▸ **Work to be completed**: Find every line in the listing below that contains the string "emitted" and copy each of those lines in full. Case counts.

▸ **Source records**:
┄┄┄┄┄┄┄┄┄┄┄┄┄┄┄┄┄┄┄┄

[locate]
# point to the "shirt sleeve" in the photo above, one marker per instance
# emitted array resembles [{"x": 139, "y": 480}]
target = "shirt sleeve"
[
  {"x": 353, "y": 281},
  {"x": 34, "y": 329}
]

┄┄┄┄┄┄┄┄┄┄┄┄┄┄┄┄┄┄┄┄

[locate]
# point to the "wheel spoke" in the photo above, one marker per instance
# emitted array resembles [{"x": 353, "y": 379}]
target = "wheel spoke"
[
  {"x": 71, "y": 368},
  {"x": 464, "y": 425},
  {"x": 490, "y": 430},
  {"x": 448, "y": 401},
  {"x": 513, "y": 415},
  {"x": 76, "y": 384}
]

┄┄┄┄┄┄┄┄┄┄┄┄┄┄┄┄┄┄┄┄

▸ **Full solution**:
# emitted array resembles [{"x": 139, "y": 480}]
# emitted array resembles [{"x": 353, "y": 379}]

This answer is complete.